Copy the rows from the line with "Note: point to every instance of the woman's blonde" up to and including the line with "x=490, y=142", changing "Target" to "Label" and keeping everything else the same.

☆ ☆ ☆

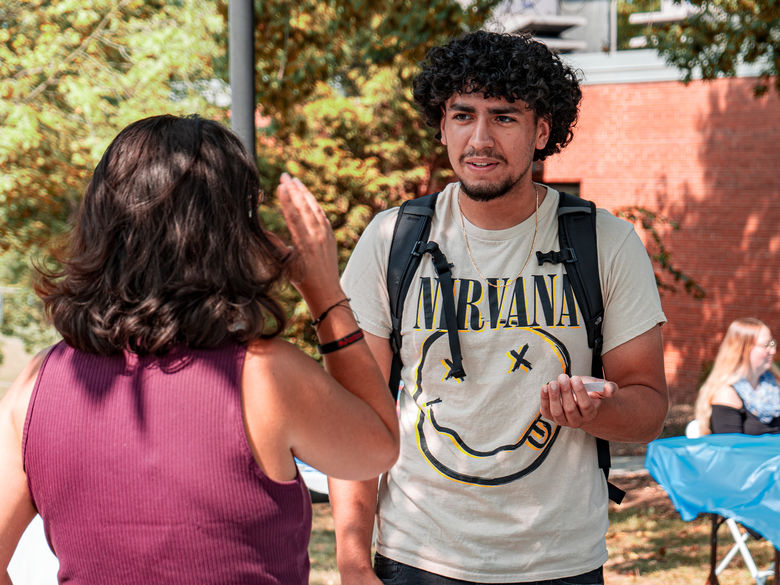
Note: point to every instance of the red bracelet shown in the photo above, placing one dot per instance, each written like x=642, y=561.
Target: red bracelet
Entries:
x=332, y=346
x=341, y=303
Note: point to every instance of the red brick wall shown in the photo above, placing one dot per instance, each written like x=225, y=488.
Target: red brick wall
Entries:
x=706, y=155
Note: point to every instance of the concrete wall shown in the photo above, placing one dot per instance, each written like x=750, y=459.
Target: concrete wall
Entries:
x=706, y=155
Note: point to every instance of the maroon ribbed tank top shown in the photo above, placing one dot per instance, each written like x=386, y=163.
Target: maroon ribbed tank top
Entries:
x=142, y=472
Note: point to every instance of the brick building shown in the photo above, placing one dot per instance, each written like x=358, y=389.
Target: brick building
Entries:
x=704, y=154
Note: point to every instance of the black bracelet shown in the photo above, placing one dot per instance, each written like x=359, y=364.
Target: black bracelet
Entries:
x=332, y=346
x=324, y=314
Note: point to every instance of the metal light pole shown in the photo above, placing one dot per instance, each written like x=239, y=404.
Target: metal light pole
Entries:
x=241, y=20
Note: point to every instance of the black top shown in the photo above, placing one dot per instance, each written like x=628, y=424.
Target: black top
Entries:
x=726, y=419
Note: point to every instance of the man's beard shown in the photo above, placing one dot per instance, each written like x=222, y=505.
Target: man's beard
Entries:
x=488, y=192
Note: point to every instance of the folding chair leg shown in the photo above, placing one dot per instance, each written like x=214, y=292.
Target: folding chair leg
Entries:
x=739, y=547
x=712, y=578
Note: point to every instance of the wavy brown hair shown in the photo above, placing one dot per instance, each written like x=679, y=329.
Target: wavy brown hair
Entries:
x=167, y=248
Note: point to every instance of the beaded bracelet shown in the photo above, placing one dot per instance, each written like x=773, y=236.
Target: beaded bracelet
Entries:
x=332, y=346
x=324, y=314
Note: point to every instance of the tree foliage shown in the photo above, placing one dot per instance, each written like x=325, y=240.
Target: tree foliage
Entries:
x=720, y=35
x=72, y=74
x=335, y=83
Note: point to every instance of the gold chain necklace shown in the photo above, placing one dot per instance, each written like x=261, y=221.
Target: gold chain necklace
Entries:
x=533, y=241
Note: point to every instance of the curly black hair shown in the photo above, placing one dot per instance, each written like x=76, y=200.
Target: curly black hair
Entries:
x=513, y=67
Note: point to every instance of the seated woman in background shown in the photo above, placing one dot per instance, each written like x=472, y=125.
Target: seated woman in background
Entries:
x=741, y=394
x=157, y=441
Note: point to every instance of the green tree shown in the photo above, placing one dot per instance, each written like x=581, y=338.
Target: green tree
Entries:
x=625, y=30
x=721, y=35
x=341, y=117
x=72, y=74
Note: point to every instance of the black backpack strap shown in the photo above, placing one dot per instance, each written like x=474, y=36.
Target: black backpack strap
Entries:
x=444, y=272
x=412, y=228
x=579, y=255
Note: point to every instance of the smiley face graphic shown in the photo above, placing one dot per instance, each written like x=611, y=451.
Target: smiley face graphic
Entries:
x=510, y=442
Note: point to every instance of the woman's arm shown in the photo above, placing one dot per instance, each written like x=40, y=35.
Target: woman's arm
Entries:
x=727, y=419
x=16, y=507
x=342, y=421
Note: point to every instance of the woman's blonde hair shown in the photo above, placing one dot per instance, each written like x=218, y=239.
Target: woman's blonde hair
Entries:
x=731, y=363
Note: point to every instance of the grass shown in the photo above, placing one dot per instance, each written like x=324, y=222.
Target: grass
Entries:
x=648, y=544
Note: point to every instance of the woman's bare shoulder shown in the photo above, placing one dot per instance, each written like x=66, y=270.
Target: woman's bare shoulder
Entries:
x=14, y=404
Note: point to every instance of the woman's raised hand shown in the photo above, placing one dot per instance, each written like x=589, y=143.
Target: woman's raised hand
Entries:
x=315, y=273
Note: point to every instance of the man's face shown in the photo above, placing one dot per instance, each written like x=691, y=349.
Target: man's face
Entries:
x=490, y=142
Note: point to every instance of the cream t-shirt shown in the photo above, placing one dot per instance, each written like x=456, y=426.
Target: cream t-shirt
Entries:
x=485, y=489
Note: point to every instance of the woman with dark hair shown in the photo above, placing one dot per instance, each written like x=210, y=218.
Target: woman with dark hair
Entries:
x=157, y=440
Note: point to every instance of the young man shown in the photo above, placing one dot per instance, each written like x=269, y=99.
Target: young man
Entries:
x=498, y=481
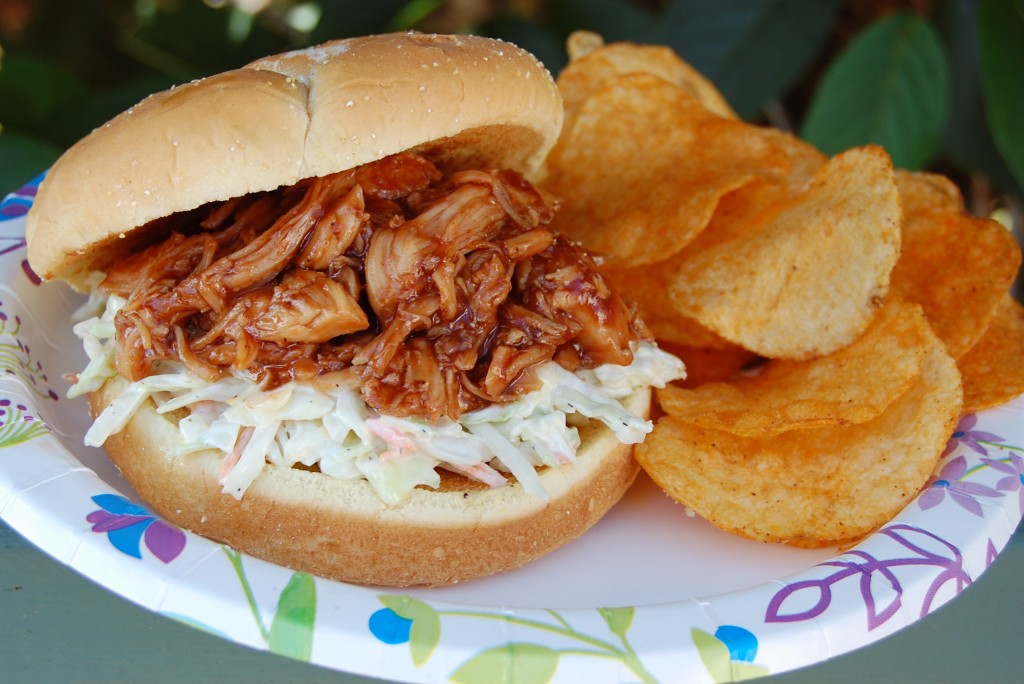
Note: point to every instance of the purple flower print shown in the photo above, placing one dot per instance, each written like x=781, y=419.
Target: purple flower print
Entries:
x=1014, y=481
x=948, y=482
x=966, y=435
x=17, y=203
x=128, y=525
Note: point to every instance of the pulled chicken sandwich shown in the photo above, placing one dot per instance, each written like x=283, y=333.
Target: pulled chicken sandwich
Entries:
x=329, y=322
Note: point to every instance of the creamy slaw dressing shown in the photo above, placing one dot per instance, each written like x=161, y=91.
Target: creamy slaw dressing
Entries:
x=330, y=426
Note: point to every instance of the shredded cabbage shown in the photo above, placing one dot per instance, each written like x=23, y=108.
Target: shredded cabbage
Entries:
x=336, y=430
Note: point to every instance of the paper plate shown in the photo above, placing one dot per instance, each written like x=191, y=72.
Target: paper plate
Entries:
x=650, y=594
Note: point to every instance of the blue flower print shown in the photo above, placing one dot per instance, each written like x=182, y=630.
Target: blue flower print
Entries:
x=128, y=525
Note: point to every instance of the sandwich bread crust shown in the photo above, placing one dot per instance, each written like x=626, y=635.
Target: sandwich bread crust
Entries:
x=463, y=100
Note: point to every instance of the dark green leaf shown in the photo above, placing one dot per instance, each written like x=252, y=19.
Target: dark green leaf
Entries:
x=426, y=631
x=753, y=51
x=619, y=620
x=342, y=18
x=1000, y=37
x=529, y=36
x=292, y=629
x=968, y=141
x=714, y=654
x=889, y=86
x=511, y=664
x=22, y=159
x=614, y=19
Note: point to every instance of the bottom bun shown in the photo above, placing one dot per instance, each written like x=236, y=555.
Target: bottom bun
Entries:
x=341, y=529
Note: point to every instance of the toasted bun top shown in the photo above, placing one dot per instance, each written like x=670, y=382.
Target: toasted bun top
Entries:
x=463, y=100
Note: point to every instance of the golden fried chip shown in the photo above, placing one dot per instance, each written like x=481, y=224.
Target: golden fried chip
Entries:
x=811, y=487
x=849, y=386
x=706, y=365
x=922, y=190
x=993, y=369
x=814, y=269
x=957, y=267
x=647, y=287
x=643, y=167
x=595, y=66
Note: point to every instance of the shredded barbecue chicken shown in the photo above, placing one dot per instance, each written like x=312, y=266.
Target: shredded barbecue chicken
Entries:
x=435, y=295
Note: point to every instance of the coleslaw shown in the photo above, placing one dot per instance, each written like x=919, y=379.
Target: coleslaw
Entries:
x=331, y=427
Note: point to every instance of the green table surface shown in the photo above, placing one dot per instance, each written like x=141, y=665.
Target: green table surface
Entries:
x=58, y=627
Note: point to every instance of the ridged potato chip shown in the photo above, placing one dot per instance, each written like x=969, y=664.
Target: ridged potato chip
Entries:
x=849, y=386
x=639, y=199
x=705, y=365
x=957, y=267
x=808, y=278
x=993, y=369
x=811, y=487
x=594, y=66
x=922, y=190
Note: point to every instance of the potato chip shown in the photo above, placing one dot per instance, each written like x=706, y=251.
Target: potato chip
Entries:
x=814, y=269
x=849, y=386
x=648, y=288
x=811, y=487
x=706, y=365
x=594, y=66
x=922, y=190
x=993, y=369
x=957, y=267
x=643, y=167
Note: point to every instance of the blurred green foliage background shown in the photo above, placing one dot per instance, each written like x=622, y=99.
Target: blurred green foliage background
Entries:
x=938, y=82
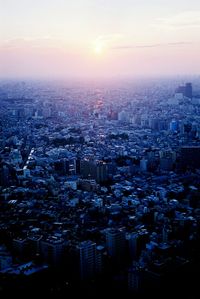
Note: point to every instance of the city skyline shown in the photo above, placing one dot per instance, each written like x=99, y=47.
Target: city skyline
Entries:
x=84, y=39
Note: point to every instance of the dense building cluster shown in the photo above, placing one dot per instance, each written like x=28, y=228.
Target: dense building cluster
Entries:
x=99, y=187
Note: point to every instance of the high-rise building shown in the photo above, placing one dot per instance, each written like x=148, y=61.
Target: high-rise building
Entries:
x=188, y=90
x=87, y=259
x=190, y=156
x=115, y=243
x=52, y=250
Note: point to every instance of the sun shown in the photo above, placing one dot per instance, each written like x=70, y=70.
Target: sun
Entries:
x=99, y=47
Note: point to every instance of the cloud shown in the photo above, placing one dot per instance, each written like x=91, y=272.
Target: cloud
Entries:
x=173, y=44
x=182, y=20
x=26, y=42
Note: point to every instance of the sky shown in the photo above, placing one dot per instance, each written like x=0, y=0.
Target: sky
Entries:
x=99, y=38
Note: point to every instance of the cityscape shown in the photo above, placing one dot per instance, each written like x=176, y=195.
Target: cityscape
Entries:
x=99, y=149
x=100, y=192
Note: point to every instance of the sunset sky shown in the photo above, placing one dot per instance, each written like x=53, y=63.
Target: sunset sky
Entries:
x=99, y=38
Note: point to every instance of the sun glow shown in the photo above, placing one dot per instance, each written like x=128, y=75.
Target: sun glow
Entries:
x=99, y=47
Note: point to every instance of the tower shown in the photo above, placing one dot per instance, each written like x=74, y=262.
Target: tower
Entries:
x=87, y=259
x=115, y=243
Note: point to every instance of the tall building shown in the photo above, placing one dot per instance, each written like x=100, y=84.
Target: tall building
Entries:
x=189, y=156
x=87, y=259
x=188, y=90
x=52, y=250
x=115, y=243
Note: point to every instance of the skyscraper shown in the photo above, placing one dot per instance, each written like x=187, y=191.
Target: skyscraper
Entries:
x=87, y=255
x=115, y=243
x=188, y=90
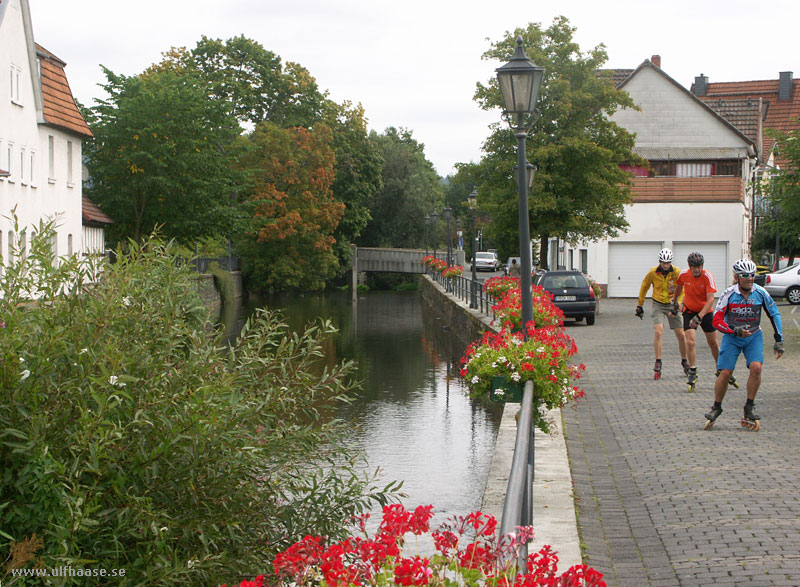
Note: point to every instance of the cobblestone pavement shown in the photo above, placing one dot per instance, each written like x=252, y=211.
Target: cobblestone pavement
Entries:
x=660, y=500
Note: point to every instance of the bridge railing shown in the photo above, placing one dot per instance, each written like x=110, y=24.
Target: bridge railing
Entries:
x=461, y=287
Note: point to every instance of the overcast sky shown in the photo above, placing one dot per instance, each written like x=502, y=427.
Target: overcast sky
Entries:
x=415, y=63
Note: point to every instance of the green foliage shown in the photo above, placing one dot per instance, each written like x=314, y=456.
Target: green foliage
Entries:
x=289, y=241
x=783, y=198
x=411, y=189
x=579, y=189
x=129, y=440
x=160, y=157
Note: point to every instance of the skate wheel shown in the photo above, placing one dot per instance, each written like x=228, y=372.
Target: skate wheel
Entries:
x=752, y=425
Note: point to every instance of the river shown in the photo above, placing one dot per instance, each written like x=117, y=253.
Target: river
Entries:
x=413, y=419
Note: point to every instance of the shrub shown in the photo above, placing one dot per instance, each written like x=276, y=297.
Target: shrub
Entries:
x=129, y=439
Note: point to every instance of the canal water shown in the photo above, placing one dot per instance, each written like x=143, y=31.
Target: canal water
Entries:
x=413, y=419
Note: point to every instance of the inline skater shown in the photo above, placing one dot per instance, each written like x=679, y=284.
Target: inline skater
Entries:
x=698, y=287
x=662, y=278
x=738, y=316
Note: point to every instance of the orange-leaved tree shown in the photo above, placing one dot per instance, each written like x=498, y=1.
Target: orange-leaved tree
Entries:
x=294, y=215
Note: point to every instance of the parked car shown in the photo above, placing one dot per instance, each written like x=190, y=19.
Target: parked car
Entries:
x=785, y=283
x=571, y=293
x=486, y=261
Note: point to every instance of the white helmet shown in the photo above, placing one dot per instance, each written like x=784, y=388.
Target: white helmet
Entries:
x=744, y=266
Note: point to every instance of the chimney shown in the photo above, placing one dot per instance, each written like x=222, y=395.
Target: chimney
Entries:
x=785, y=86
x=700, y=85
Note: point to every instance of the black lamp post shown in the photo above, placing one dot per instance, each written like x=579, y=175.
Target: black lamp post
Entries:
x=472, y=202
x=448, y=214
x=435, y=217
x=519, y=81
x=427, y=223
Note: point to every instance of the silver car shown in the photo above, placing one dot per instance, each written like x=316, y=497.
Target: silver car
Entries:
x=785, y=283
x=485, y=261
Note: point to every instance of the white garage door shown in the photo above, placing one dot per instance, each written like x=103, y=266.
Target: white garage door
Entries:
x=716, y=260
x=628, y=263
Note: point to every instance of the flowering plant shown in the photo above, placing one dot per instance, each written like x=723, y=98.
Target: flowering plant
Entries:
x=452, y=272
x=543, y=359
x=469, y=551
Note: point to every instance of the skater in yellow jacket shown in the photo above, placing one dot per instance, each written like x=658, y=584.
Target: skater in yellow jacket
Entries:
x=662, y=279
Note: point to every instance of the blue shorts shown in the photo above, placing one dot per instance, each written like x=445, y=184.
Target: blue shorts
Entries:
x=752, y=346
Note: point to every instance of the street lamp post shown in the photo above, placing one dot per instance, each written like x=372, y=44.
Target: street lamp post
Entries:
x=448, y=214
x=472, y=202
x=435, y=217
x=519, y=82
x=427, y=223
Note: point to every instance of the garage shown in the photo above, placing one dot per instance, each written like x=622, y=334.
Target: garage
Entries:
x=716, y=260
x=628, y=263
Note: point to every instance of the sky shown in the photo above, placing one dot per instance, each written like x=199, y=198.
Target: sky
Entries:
x=415, y=64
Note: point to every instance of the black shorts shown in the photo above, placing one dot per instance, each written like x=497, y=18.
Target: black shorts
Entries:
x=707, y=324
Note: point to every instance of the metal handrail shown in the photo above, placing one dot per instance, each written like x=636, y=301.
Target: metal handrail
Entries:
x=518, y=505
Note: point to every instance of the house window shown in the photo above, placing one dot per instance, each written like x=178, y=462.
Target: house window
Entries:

☆ ☆ ☆

### Completed task:
Note: point to every instance of the woman's blonde hair shown in the photo above, placing one dot per instance, each written like x=218, y=239.
Label: woman's blonde hair
Entries:
x=731, y=363
Note: point to every instance of the grass shown in the photo above, placing one dot per instance, each written like x=324, y=222.
Label: grass
Entries:
x=648, y=544
Note: point to every instance of the woman's bare shoulder shown in the photo above, placing one dot per instance, each written like x=66, y=270.
Label: woman's bare shoulder
Entries:
x=14, y=404
Note: point to every instance of the woman's raised hand shown in the photo above, placing one dot per instance, each written like x=589, y=143.
Label: woman's raised hand
Entries:
x=315, y=273
Note: point to every instance of the man's face shown in the photo above, placing one dot per instance, each written like x=691, y=349.
Label: man's face
Entries:
x=490, y=142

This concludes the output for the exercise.